> Vorliegender Text:
#####
Konkret wollen die Forschenden im Projekt AAVolution den Gentransfer in die Leber verbessern und stabilisieren. Dafür suchen sie in sogenannten Kapsid-Varianten-Bibliotheken nach AAV-Varianten, die zum einen ihre Fracht effizient in die Leberzellen einschleusen und zum anderen den neutralisierenden Antikörpern entkommen. Durch die Erhöhung der Effizienz wollen sie erreichen, dass weniger Gentaxis pro Patient eingesetzt werden müssen. Ein weiteres Problem bei der Gentherapie in der Leber ist, dass sich dieses Organ regenerieren kann, wofür sich die Zellen der Leber teilen. „Mit jedem Teilungsschritt befinden sich dann weniger Vektoren und somit auch weniger therapeutische Gene in den Zellen, denn das eingebrachte Erbgut wird ja nicht fest in die DNA der Leberzelle eingebaut“, erklärt Professorin Büning. Diesen unerwünschten Verlust wollen die Forschenden zum Beispiel dadurch verhindern, indem sie AAV-Vektoren entwickeln, die sich synchron mit der Zelle vermehren und so einer Verdünnung der Transgene entgegenwirken.
#####
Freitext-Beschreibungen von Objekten
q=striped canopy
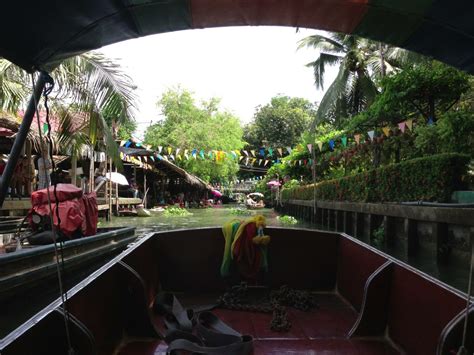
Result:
[0,0,474,73]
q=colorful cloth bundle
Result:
[221,215,270,279]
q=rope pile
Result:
[217,282,318,332]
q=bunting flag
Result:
[341,136,347,147]
[367,131,375,141]
[354,134,360,144]
[398,121,406,133]
[329,139,335,151]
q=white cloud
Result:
[101,27,335,136]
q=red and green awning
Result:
[0,0,474,72]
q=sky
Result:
[100,27,336,139]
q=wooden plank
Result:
[284,200,474,226]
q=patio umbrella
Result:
[105,172,128,186]
[211,190,222,197]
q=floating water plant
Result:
[277,215,298,225]
[163,207,192,217]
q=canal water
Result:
[0,206,468,339]
[100,205,469,292]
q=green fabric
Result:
[353,0,432,46]
[221,221,240,277]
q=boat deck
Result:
[118,293,400,355]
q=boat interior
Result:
[0,228,474,355]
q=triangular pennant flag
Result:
[341,136,347,147]
[398,121,406,133]
[367,131,375,141]
[329,139,336,151]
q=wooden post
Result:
[89,146,94,192]
[115,167,119,216]
[143,169,146,208]
[71,155,77,186]
[107,158,114,221]
[405,218,419,256]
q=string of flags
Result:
[120,119,422,168]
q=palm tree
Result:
[298,33,418,128]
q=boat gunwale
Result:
[0,226,472,351]
[0,227,135,266]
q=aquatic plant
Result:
[229,208,252,216]
[277,215,298,225]
[163,207,192,217]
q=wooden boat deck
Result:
[118,293,400,355]
[0,228,474,355]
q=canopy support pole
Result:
[0,72,49,207]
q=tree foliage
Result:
[244,96,316,148]
[145,87,244,182]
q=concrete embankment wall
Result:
[276,200,474,263]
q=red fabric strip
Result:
[190,0,368,33]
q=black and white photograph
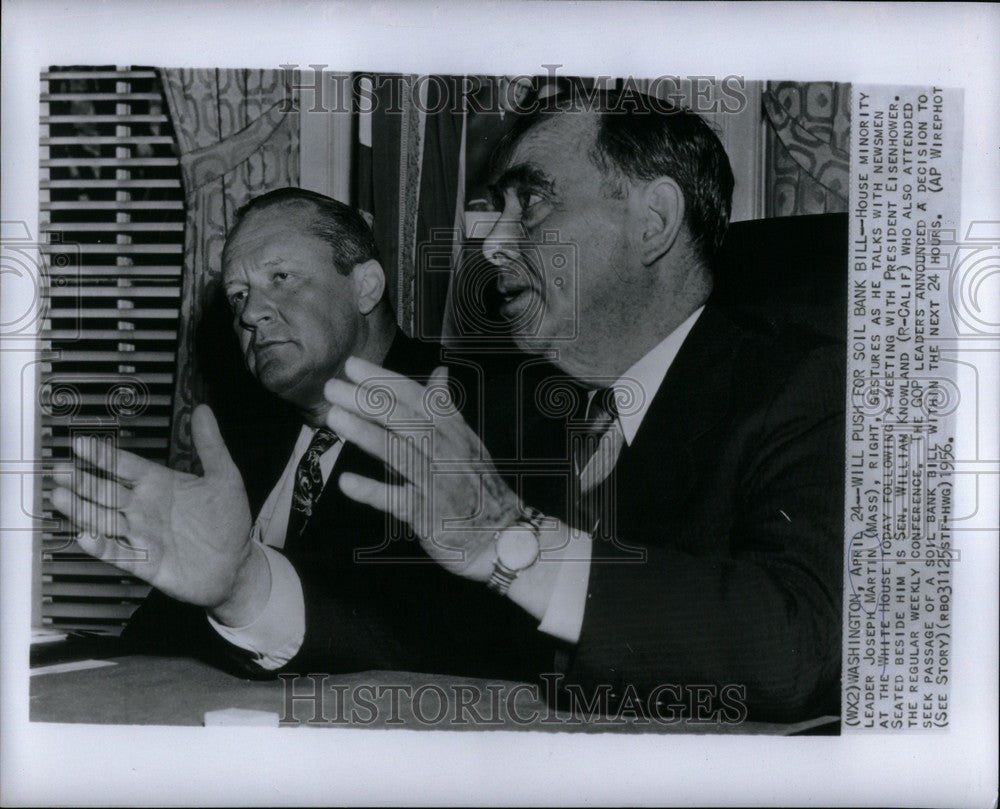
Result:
[0,2,1000,806]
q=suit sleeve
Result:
[567,348,844,721]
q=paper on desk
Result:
[29,660,118,677]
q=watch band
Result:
[486,506,543,596]
[486,559,519,596]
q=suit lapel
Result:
[296,332,437,556]
[613,306,740,524]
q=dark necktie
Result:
[572,388,618,538]
[285,427,337,550]
[573,388,618,475]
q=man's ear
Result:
[637,177,684,267]
[351,258,385,315]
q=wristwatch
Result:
[486,507,542,595]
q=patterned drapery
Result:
[763,82,851,217]
[161,68,299,471]
[351,74,464,337]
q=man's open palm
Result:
[52,406,252,609]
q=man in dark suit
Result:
[53,188,552,676]
[326,93,844,721]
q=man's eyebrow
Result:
[488,163,555,194]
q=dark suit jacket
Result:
[532,304,845,721]
[128,305,844,721]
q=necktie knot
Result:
[285,427,337,549]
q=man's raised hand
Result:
[325,357,520,581]
[52,405,270,626]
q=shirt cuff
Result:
[538,532,594,643]
[208,545,306,671]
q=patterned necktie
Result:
[573,388,618,475]
[571,388,618,538]
[285,427,337,550]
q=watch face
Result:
[497,526,538,570]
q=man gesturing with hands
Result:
[53,188,546,677]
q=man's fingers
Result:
[73,435,157,482]
[326,405,431,482]
[52,486,129,537]
[337,472,419,533]
[191,405,236,475]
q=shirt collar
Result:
[604,306,705,446]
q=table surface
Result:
[30,656,838,735]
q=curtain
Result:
[161,68,299,471]
[351,74,465,338]
[763,82,851,217]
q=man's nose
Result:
[240,291,274,329]
[483,214,525,266]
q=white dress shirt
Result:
[208,425,344,671]
[208,307,705,671]
[538,306,705,643]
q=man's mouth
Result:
[497,268,535,320]
[250,340,289,364]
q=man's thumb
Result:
[191,405,234,475]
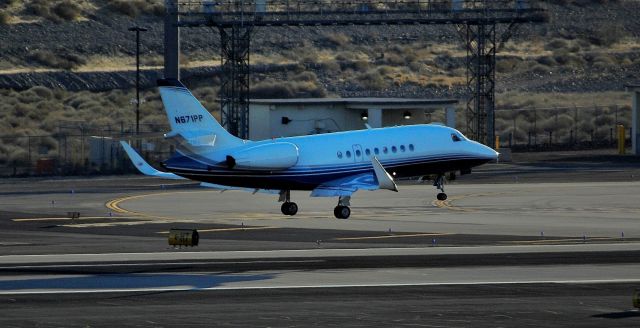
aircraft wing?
[120,141,186,180]
[311,156,398,197]
[200,182,280,195]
#####
> Ziel der Übung:
Schreibe bitte den Text zum Gentransfer in die Leber vollständig Wort für Wort ab. Die Auflistung spielt hierfür keine Rolle.

> Ergebnis der Aufgabe:
Konkret wollen die Forschenden im Projekt AAVolution den Gentransfer in die Leber verbessern und stabilisieren. Dafür suchen sie in sogenannten Kapsid-Varianten-Bibliotheken nach AAV-Varianten, die zum einen ihre Fracht effizient in die Leberzellen einschleusen und zum anderen den neutralisierenden Antikörpern entkommen. Durch die Erhöhung der Effizienz wollen sie erreichen, dass weniger Gentaxis pro Patient eingesetzt werden müssen. Ein weiteres Problem bei der Gentherapie in der Leber ist, dass sich dieses Organ regenerieren kann, wofür sich die Zellen der Leber teilen. „Mit jedem Teilungsschritt befinden sich dann weniger Vektoren und somit auch weniger therapeutische Gene in den Zellen, denn das eingebrachte Erbgut wird ja nicht fest in die DNA der Leberzelle eingebaut“, erklärt Professorin Büning. Diesen unerwünschten Verlust wollen die Forschenden zum Beispiel dadurch verhindern, indem sie AAV-Vektoren entwickeln, die sich synchron mit der Zelle vermehren und so einer Verdünnung der Transgene entgegenwirken.